→ **DOCUMENT**
○ ○ ○ ○ ○ ○ ○

All is fleeting, grasshopper. Even baseball teams. Especially baseball teams.

Mets come, Mets go. The franchise is an ever-shifting assemblage of overlapping stints in orange and blue, some lasting years, some concluded in minutes. For a fun game, construct a chain of overlapping Met teammates back to 1962 with as few links as possible; what I find compelling about that exercise is that you’re plucking a very few keepers from more than 1,200 discards.

So it is right now in miniature: On Tuesday the Mets traded for A’s starter Paul Blackburn, Rays reliever Tyler Zuber and Marlins reliever Huascar Brazoban, who will join recent imports Jesse Winker, Ryne Stanek and Phil Maton.

Blackburn is here as an alternative to the shufflearama necessitated by the injuries to Christian Scott and Kodai Senga, though one senses Jose Butto may not be done with SP assignments. But next to the bullpen, the starting corps looks like the very definition of stability. The bullpen has now been rebuilt on the fly since Opening Day: Of the relievers on the roster then, Edwin Diaz is still standing and Adam Ottavino‘s responsibilities have been downgraded significantly. They’re it — Drew Smith, Jorge Lopez, Michael Tonkin, Jake Diekman, Yohan Ramirez, Brooks Raley, and starter-demoted-to-longman Adrian Houser are all gone.

○ ○ ○ ○ ○ ○ ○

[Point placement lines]
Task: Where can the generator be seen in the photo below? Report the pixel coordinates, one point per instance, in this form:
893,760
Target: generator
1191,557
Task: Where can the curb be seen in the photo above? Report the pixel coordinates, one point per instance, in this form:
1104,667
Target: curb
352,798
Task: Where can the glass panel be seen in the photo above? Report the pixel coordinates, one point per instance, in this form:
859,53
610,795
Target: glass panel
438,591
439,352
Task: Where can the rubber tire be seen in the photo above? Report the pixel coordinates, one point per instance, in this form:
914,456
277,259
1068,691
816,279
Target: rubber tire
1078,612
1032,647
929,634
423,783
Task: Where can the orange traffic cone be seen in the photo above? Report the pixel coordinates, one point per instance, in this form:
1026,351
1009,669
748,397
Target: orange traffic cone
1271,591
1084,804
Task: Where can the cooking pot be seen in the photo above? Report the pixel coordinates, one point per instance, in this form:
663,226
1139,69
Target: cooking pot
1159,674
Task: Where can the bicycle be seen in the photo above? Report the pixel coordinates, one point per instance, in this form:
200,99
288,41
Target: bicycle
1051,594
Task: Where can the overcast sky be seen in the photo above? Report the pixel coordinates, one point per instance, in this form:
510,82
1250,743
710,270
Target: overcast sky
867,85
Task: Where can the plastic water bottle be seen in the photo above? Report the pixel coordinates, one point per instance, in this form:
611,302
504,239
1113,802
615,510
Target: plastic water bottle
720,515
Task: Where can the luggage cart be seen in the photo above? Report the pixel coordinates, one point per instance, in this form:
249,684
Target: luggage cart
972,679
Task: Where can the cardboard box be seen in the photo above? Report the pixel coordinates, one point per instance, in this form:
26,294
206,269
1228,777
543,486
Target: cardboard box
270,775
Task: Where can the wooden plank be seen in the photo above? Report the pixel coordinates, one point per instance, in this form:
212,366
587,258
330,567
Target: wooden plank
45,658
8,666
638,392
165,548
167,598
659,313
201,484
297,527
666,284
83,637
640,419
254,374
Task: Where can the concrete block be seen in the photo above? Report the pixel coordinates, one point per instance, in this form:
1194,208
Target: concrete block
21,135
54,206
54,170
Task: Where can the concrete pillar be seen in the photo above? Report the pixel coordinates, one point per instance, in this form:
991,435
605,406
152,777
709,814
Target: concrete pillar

○ ○ ○ ○ ○ ○ ○

→ **DIRECTIONS**
Edit the passage on the Mets roster: reproduce everything from "So it is right" down to "are all gone.", replacing "bullpen" with "relief corps" throughout. These lines have no connection to the text about the Mets roster.

→ **COMPLETED EXERCISE**
So it is right now in miniature: On Tuesday the Mets traded for A’s starter Paul Blackburn, Rays reliever Tyler Zuber and Marlins reliever Huascar Brazoban, who will join recent imports Jesse Winker, Ryne Stanek and Phil Maton.

Blackburn is here as an alternative to the shufflearama necessitated by the injuries to Christian Scott and Kodai Senga, though one senses Jose Butto may not be done with SP assignments. But next to the relief corps, the starting corps looks like the very definition of stability. The relief corps has now been rebuilt on the fly since Opening Day: Of the relievers on the roster then, Edwin Diaz is still standing and Adam Ottavino‘s responsibilities have been downgraded significantly. They’re it — Drew Smith, Jorge Lopez, Michael Tonkin, Jake Diekman, Yohan Ramirez, Brooks Raley, and starter-demoted-to-longman Adrian Houser are all gone.